(Goal):
Which political parties does the profile of the Leichhardt electorate name?

(Extract provided):

Seat of the week: Leichhardt

Electorally volatile in recent times, the far north Queensland seat of Leichhardt has generally gone the way of the winning party at elections in the modern era, an exception being present incumbent Warren Entsch’s win for the Liberal National Party after he returned from retirement in 2010.

Teal and red numbers respectively indicate booths with two-party majorities for the LNP and Labor. Click for larger image. Map boundaries courtesy of Ben Raue at The Tally Room.

Leichhardt consists of the northernmost part of Queensland, including Cairns at its southern extremity along with Cape York Peninsula and the Torres Strait Islands. Naturally marginal Cairns provides it with about two-thirds of its voters, the remainder coming from conservative-leaning rural areas along the coast immediately to the north, and Labor-voting indigenous communities beyond. The electorate ranks sixth out of the nation’s 150 electorates for the highest proportion of indigenous persons, behind the two Northern Territory electorates, neighbouring Kennedy, Durack in northern Western Australia, and Parkes in interior New South Wales. Another distinguishing features is a large number of voters over 55, reflecting the popularity of Cairns as a retirement haven.

The electorate was created with the expansion of parliament in 1949, prior to which its area was mostly accommodated by Herbert until 1934 and Kennedy thereafter. Herbert and then Kennedy were in Labor hands from 1928 to 1949, but Leichhardt was narrowly won by the Country Party at its inaugural election, which saw the Menzies government come to power. However, Labor won the seat at the subsequent election in 1951, and it remained in the party fold until David Thomson gained it for the National Country Party amid Labor’s statewide debacle of 1975. Warren Entsch became the seat’s first Liberal member when he unseated Labor’s Peter Dodd with the defeat of the Keating government in 1996, polling 31.8% to the Nationals candidate’s 20.4%. Entsch suffered only a 0.5% swing at the 1998 election, compared with a statewide swing of 7.2%, and subsequently built his margin up to double figures with swings of 2.3% in 2001 and 3.6% in 2004.

[Source records]
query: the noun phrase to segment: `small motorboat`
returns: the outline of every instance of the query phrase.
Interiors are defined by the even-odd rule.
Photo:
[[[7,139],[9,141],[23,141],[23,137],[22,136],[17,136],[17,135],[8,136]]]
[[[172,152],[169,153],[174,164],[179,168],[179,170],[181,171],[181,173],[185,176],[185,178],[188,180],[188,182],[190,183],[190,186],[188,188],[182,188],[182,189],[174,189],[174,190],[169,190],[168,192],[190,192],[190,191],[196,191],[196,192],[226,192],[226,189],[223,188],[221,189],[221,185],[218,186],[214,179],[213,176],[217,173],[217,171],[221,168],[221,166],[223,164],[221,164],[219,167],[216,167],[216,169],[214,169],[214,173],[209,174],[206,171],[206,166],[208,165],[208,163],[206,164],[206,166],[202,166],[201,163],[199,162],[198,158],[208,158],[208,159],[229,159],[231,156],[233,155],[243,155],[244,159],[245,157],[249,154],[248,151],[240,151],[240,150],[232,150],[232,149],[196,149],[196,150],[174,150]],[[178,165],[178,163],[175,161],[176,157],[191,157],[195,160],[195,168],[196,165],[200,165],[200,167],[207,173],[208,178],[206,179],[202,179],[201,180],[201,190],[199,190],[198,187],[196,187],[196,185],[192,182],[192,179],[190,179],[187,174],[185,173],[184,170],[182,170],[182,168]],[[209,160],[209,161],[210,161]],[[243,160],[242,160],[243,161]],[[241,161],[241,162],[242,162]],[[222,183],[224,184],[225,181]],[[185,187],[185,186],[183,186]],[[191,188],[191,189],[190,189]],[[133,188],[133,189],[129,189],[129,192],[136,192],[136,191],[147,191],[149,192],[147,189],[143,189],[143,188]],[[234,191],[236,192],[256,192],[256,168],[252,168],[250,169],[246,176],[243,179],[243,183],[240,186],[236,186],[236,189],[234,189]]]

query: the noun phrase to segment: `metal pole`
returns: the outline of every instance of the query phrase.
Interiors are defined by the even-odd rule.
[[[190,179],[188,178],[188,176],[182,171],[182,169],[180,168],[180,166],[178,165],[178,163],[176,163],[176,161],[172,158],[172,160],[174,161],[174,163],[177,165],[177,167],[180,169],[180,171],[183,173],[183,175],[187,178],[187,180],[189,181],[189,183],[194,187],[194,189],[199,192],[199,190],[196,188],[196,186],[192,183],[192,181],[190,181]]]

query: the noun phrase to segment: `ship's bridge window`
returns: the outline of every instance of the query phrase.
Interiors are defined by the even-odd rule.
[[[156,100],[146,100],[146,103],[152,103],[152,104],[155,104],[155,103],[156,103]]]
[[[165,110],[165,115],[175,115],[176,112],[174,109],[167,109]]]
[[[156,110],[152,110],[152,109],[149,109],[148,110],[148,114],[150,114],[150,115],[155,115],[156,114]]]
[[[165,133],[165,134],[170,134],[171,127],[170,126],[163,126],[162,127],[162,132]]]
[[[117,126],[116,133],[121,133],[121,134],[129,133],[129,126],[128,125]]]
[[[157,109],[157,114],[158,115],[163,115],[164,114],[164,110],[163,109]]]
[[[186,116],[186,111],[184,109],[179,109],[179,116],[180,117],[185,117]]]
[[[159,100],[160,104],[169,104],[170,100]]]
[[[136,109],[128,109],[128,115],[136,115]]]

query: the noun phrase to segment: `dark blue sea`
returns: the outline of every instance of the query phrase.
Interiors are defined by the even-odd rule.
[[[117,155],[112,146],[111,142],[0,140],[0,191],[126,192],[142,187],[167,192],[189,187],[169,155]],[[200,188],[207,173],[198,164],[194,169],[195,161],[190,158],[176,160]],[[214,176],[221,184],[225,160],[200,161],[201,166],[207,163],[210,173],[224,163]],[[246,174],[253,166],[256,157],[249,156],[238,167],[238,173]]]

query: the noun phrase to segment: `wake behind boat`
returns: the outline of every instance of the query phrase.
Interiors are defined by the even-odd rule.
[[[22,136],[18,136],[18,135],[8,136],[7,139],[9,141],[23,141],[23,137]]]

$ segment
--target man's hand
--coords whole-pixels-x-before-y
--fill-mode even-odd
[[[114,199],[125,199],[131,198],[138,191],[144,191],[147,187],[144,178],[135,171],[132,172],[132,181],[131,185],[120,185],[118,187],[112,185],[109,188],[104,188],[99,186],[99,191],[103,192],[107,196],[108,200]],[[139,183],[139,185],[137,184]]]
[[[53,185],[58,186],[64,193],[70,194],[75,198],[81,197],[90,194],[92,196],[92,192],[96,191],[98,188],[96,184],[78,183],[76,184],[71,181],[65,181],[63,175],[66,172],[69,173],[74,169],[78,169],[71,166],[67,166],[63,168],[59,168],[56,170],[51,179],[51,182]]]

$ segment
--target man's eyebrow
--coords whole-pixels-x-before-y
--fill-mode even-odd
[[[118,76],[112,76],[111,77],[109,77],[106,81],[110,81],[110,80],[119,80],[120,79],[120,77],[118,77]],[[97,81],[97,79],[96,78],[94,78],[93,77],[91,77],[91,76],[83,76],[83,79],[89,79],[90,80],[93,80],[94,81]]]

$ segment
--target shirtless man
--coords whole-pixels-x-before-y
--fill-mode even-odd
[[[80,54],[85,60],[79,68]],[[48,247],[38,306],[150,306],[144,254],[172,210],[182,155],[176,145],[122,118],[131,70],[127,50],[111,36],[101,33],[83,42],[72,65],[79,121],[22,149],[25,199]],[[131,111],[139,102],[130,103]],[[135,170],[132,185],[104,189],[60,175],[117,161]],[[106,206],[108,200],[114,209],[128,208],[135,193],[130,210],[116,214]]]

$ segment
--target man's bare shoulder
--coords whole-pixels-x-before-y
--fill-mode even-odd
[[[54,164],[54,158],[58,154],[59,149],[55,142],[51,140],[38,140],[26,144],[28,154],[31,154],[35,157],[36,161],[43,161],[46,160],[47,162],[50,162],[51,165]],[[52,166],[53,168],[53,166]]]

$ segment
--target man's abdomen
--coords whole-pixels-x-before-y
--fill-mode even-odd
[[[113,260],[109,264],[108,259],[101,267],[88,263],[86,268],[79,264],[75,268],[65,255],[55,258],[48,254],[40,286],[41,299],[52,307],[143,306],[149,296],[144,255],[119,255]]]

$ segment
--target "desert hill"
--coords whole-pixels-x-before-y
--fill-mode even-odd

(Output of the task):
- Liberal National Party (LNP)
- Labor
- Country Party
- National Country Party
- Liberal
- Nationals